____ Passage for review
How to Make Identifiers Hallucination-Resistant

When you're using AI to help with knowledge curation, one of the biggest problems you'll run into is that language models love to make up identifiers that look real but aren't. They'll confidently generate fake gene IDs, ontology terms, or publication IDs that seem plausible but don't actually exist.

This is a serious problem because these fake identifiers can easily slip through into your knowledge base, undermining the whole point of careful curation.

The Problem in Practice

Large language models frequently hallucinate identifiers like:

Ontology term IDs: GO:9999999, HP:9999999, MONDO:9999999
Gene/protein identifiers: HGNC:9999999, UniProt:Z99999
Publication IDs: PMID:99999999, DOI:10.9999/fake.doi

The models are good at following the format patterns (they know GO terms start with "GO:" followed by seven digits), but they often invent IDs that don't exist or pair real IDs with wrong labels.

A Simple Pattern That Works

We've found that a straightforward approach works quite well: require both the ID and its canonical label, then validate both against authoritative sources.

The Basic Pattern

Instead of just accepting an ID:

# Don't do this - too easy to hallucinate
term: GO:0005515

Require both ID and label:

# Do this - much harder to fake both correctly
term:
  id: GO:0005515
  label: protein binding

Why This Helps

When you require both pieces, the AI has to get two things right instead of one: - The ID has to be real - The label has to match the canonical label for that ID - Both have to be consistent with each other

It's much harder for a model to accidentally generate a valid ID/label pair for something that doesn't exist.

Examples

Ontology Terms

# This would be caught as invalid
term:
  id: GO:0005515
  label: "DNA binding"  # Wrong - this is actually "protein binding"
________
____ Information supplied
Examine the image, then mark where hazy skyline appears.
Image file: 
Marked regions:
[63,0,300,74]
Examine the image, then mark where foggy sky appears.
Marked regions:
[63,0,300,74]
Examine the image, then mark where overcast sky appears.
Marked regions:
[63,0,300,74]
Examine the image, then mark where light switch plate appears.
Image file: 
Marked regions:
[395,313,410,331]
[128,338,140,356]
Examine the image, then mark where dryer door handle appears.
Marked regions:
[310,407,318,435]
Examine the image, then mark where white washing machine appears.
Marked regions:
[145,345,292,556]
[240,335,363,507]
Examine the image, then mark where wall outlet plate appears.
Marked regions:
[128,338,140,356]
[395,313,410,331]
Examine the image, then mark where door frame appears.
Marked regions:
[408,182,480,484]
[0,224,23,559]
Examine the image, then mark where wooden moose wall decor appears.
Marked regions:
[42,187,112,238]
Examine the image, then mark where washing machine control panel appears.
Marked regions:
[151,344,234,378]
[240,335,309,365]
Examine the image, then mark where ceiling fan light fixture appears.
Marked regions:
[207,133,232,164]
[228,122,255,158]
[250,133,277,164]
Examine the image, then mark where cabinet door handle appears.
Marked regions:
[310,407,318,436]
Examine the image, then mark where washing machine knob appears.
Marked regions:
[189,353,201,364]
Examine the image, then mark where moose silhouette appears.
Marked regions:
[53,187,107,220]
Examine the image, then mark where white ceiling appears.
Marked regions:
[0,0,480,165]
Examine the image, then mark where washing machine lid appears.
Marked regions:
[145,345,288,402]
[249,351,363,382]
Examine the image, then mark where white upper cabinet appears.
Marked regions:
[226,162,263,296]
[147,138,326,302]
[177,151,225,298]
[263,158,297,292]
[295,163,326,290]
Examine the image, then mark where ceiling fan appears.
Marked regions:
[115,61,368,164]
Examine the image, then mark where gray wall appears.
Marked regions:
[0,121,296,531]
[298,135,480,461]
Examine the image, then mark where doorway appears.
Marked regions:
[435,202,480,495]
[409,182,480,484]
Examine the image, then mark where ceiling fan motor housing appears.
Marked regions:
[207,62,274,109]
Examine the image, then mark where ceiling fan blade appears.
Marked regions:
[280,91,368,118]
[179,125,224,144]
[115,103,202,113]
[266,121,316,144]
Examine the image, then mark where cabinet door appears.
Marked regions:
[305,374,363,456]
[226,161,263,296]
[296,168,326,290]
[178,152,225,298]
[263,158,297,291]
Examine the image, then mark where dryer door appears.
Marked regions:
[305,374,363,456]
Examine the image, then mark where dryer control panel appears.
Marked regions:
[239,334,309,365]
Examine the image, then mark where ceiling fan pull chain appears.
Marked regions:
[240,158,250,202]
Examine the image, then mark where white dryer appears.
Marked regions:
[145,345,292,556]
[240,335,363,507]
________
Problem set →
1. Write out the article on hallucination-resistant identifiers from "The Problem in" to "with wrong labels.", switching "models" to "LLMs".
2. Please pick up the article on hallucination-resistant identifiers after its last line and continue it.

Responses for each task →
1.
The Problem in Practice

Large language LLMs frequently hallucinate identifiers like:

Ontology term IDs: GO:9999999, HP:9999999, MONDO:9999999
Gene/protein identifiers: HGNC:9999999, UniProt:Z99999
Publication IDs: PMID:99999999, DOI:10.9999/fake.doi

The LLMs are good at following the format patterns (they know GO terms start with "GO:" followed by seven digits), but they often invent IDs that don't exist or pair real IDs with wrong labels.

2.
# This passes validation
term:  
  id: GO:0005515
  label: "protein binding"  # Correct canonical label

# This would be flagged as fabricated
term:
  id: GO:9999999
  label: "made up function"  # Non-existent term

Publications

# Example for papers
publication:
  pmid: 10802651
  title: "Gene Ontology: tool for the unification of biology"

# Would catch mismatches like:
publication:
  pmid: 10802651  
  title: "Some other paper title"  # Wrong title for this PMID

You Need Tooling for This

This pattern only works if you have validation tools that can actually check the identifiers against authoritative sources. You need:

Format validation: Check that IDs follow the right patterns (GO:1234567, PMID:12345678, etc.)
Existence validation: Query authoritative APIs to verify IDs exist
Label matching: Compare provided labels against canonical ones
Consistency checking: Make sure everything matches up

Useful APIs for Validation

OLS (Ontology Lookup Service): EBI's comprehensive API for biomedical ontologies
OAK (Ontology Access Kit): Python library that can work with multiple ontology sources
PubMed APIs: For validating PMIDs and retrieving titles
Individual ontology APIs: Many ontologies have their own REST APIs

Implementation Notes

Cache responses to avoid hitting APIs repeatedly for the same IDs
Handle network failures gracefully - you don't want validation failures to break your workflow
Consider performance - real-time validation can slow things down, so you might need to batch or background the checks
Plan for errors - decide how to handle cases where validation fails (reject, flag for review, etc.)

Beyond Basic Ontologies

This pattern works for other identifier types too:

Gene Identifiers

gene:
  hgnc_id: HGNC:1100
  symbol: BRCA1

Chemical Compounds

compound:
  chebi_id: CHEBI:15377
  name: water

The key is always: require multiple pieces of information that have to be consistent with each other, and validate against authoritative sources.

Making It Work in Practice

The validation needs to happen at the right time in your workflow:

During AI generation: Have the AI system check its own outputs
Before committing: Run validation as part of your review process
In your tools: Build validation into your curation interfaces
As a safety net: Run periodic checks on your existing data

Limitations

This isn't a perfect solution. The pattern works well for well-structured domains with good APIs, but it's harder to apply when:

Authoritative sources don't have good APIs
Identifiers are less standardized
You're working with very new or rapidly changing data

But for most scientific curation workflows involving ontologies, genes, and publications, this straightforward approach can significantly reduce the number of hallucinated identifiers that slip through.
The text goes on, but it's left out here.